§ **Cosa fare**
1: Le seguenti affermazioni concordano con l'articolo sul primo concerto dal vivo? Rispondi sì o no a ciascuna, citando testualmente le parole decisive. (a) L'autore ha assistito ai concerti di Chailly e di Muti alla Scala. (b) Il direttore Krzysztof Urbanski ha trentotto anni. (c) Il programma all'Auditorium comprendeva la prima Sinfonia di Beethoven.
2: Secondo l'articolo, quale opera di Mozart è stata eseguita all'Auditorium?
3: Trascrivi dall'articolo il passo che inizia con "Ho preferito una" e termina con "21) di Beethoven.".

----- Articolo -----

15 maggio 2021

IL PRIMO CONCERTO DAL VIVO

C'è chi non è d'accordo


Non riesco a descrivere l’emozione del primo concerto dal vivo dopo 14 mesi e mezzo di astinenza! Un’emozione che non ho voluto affrontare alla Scala ai concerti di Chailly e di Muti, amareggiato da quella stupida bagarre – prima io perché l’ho detto prima (o peggio perché sono più bravo!) contro il prima io perché sono il padron di casa – dalla quale sono stati preceduti. Ovviamente aveva ragione Chailly – anche o soprattutto per rispetto della sua orchestra, che giustamente voleva esser lei ad avviare la ripresa dopo il blackout – e torto marcio Muti che in questa occasione ha tolto la maschera ed ha platealmente rivelato la volgare arroganza che da sempre nutre nei confronti del mondo intero e in particolare dei colleghi (chi può dimenticare le prodezze del duetto Muti-Isotta contro Abbado?). Ma chi crede di essere? Pochi, fra coloro che masticano un po’ di musica, hanno di lui la considerazione ch’egli ha di sé stesso; basta aver assistito ad alcune di quelle noiosissime prove/lezioni in cui si è esibito per mesi in televisione per capire quanto fumo e quanto poco arrosto…

viola

Ho preferito una atmosfera più sottotono, come quella dell’orchestra Verdi all’Auditorium, dove hanno riaperto il teatro al pubblico con un direttore e un pianista che non fanno ancora parte dello star system e un programma poco ambizioso ma molto “confortevole”. Il trentottenne direttore polacco Krzysztof Urbanski, con il quarantaquattrenne pianista croato Dejan Lazić, ha proposto tre pezzi del più puro classicismo viennese, incastonando un gioiello mozartiano come il Concerto per pianoforte e orchestra in la maggiore K. 488 fra l’Ouverture del Coriolano (opera 62) e la prima Sinfonia in do maggiore (opera 21) di Beethoven.

----- Dati forniti -----

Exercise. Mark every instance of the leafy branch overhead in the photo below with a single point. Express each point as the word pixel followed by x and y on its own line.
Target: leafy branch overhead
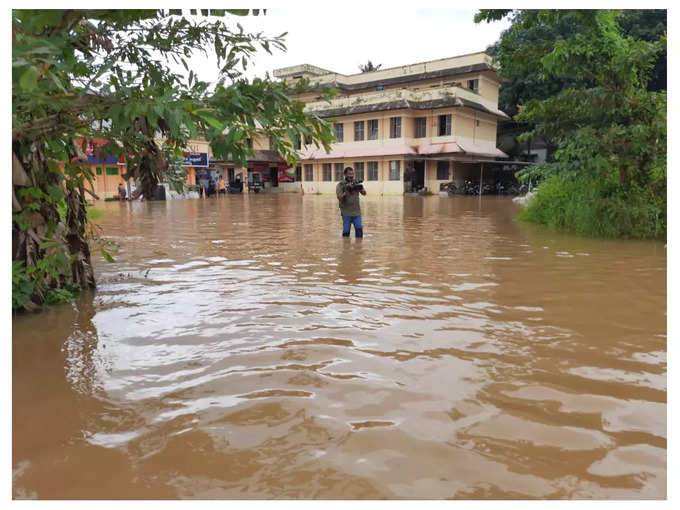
pixel 125 77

-----

§ **Risultati**
1:
(a) No: "Un’emozione che non ho voluto affrontare alla Scala ai concerti di Chailly e di Muti"
(b) Sì: "Il trentottenne direttore polacco Krzysztof Urbanski"
(c) Sì: "la prima Sinfonia in do maggiore (opera 21) di Beethoven"

2: Il Concerto per pianoforte e orchestra in la maggiore K. 488.

3:
Ho preferito una atmosfera più sottotono, come quella dell’orchestra Verdi all’Auditorium, dove hanno riaperto il teatro al pubblico con un direttore e un pianista che non fanno ancora parte dello star system e un programma poco ambizioso ma molto “confortevole”. Il trentottenne direttore polacco Krzysztof Urbanski, con il quarantaquattrenne pianista croato Dejan Lazić, ha proposto tre pezzi del più puro classicismo viennese, incastonando un gioiello mozartiano come il Concerto per pianoforte e orchestra in la maggiore K. 488 fra l’Ouverture del Coriolano (opera 62) e la prima Sinfonia in do maggiore (opera 21) di Beethoven.